-- BEGIN --
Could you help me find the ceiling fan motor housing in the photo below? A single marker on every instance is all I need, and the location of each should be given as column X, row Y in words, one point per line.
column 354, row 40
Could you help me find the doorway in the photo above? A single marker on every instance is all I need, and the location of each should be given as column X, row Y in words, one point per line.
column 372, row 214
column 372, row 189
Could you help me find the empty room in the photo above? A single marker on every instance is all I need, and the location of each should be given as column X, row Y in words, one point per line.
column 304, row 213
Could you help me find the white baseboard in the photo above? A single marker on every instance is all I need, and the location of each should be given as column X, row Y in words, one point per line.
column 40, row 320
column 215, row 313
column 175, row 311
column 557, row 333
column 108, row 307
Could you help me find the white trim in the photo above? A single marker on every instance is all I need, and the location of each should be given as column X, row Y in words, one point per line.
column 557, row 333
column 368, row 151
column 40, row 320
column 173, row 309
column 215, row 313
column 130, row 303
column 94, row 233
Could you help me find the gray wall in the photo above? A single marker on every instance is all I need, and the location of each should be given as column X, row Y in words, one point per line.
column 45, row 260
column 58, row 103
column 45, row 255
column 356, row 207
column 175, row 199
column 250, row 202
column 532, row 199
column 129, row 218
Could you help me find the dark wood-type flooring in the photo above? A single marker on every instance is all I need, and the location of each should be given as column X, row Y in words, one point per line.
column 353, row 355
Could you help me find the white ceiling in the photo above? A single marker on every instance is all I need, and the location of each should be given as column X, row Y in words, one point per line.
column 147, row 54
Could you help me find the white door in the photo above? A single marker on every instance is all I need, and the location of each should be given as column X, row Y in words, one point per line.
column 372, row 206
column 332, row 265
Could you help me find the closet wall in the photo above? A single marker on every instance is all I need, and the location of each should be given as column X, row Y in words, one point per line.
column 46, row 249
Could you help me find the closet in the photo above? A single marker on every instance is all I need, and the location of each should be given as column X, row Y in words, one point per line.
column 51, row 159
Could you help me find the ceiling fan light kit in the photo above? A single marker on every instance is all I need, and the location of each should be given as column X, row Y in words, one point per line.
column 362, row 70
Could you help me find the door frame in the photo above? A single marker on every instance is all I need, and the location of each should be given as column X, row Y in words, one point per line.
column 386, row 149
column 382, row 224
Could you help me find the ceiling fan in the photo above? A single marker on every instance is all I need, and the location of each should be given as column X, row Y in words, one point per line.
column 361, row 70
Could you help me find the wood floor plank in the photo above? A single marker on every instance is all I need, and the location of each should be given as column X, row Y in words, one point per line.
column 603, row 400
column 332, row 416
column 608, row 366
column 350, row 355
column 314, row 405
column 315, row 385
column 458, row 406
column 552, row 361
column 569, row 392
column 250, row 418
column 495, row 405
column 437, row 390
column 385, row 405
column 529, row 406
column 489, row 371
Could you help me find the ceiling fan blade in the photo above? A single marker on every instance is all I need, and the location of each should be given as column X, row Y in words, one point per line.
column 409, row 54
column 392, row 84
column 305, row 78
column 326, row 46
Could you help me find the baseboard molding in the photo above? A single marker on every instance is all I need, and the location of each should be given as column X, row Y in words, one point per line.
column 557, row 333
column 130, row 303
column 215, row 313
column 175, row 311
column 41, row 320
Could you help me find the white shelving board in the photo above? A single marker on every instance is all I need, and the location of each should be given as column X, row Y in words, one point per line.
-- END --
The request: Every entry must be output again, exactly as written above.

Answer to the exercise:
Could you help me find the ceiling fan motor housing in the photo below? A single marker on every instance is all I need, and the location of each should be given as column X, row Y in words, one point per line.
column 354, row 40
Could you help me find the doorway in the photo above? A single marker on every instance is all I need, and the location of each should be given as column X, row Y in words, one point per line.
column 372, row 214
column 372, row 189
Could you help me find the empty room in the photo above? A single marker on every instance is all I need, and the location of each should be given as column X, row Y in words, one point per line.
column 304, row 213
Could you help me find the white baseboard in the photo above? A single marker on every instance is all I need, and the location of each should be given as column X, row Y in words, one point per line.
column 40, row 320
column 215, row 313
column 175, row 311
column 557, row 333
column 108, row 307
Could you help me find the white trim in the photo above? A single marker on every instance is all I need, and the location of each should be given as column X, row Y in words, one point per line.
column 557, row 333
column 368, row 151
column 40, row 320
column 173, row 309
column 215, row 313
column 130, row 303
column 94, row 233
Could you help me find the gray wall in the photo above? A single marker on every instance is all I need, and the location of each should be given as column X, row Y in words, one point per line.
column 45, row 260
column 58, row 103
column 45, row 255
column 356, row 207
column 175, row 199
column 250, row 202
column 532, row 199
column 129, row 218
Could you help me find the dark wood-type flooring in the photo above? A single marker on every instance is all I need, and the location of each should be given as column X, row Y in words, one point per line.
column 353, row 355
Could you help me find the white ceiling in the photo above? A single marker on every instance is all I need, and the location of each should be given as column X, row Y in words, one point per line.
column 147, row 54
Could you help me find the white door in the photo above? A single marker on every instance is all I need, and the location of each should be given as column X, row Y in words, one point per line.
column 372, row 206
column 332, row 265
Could you help me find the closet wall in the photo above? A single marker on every instance is all I need, and the location of each should be given as column X, row Y in words, one point per line.
column 46, row 249
Could you help me find the closet in the photo above? A single marker on every instance is all I need, and the location of each should be given as column X, row Y in words, one point per line.
column 51, row 159
Could you help me find the ceiling fan light kit in the photo above? A single marker on every instance is all I need, and the location of each should be given as column X, row Y in words, one point per line.
column 362, row 70
Could you help me find the door frame in the photo above? A single marker on every instance is all I need, and the location of each should be given as column X, row Y in words, one point per line.
column 386, row 149
column 382, row 224
Could you help me find the ceiling fan in the photo above? A single marker on every instance is all I need, and the location of each should be given as column X, row Y in words, one point per line.
column 361, row 70
Could you help me find the wood floor plank in the photo above? A single marker on every instance is all I need, and the location of each should be given as column X, row Y in words, one point per line.
column 603, row 400
column 332, row 416
column 608, row 366
column 350, row 355
column 314, row 405
column 315, row 385
column 458, row 406
column 552, row 361
column 569, row 392
column 250, row 418
column 495, row 405
column 437, row 390
column 385, row 405
column 529, row 406
column 489, row 371
Could you help me find the ceiling fan blade in the photo above? A single marker on every instance is all I need, and the location of each should be given as column X, row Y in words, one point per line.
column 409, row 54
column 392, row 84
column 305, row 78
column 326, row 46
Could you help me find the baseboard molding in the photo above? A single marker on every instance is all I need, and the location of each should be given as column X, row Y in words, one point per line.
column 557, row 333
column 130, row 303
column 215, row 313
column 175, row 311
column 41, row 320
Could you help me find the white shelving board in the photo above? A single marker on every instance is all I need, and the location of each should be given as column X, row Y in words, one point per line.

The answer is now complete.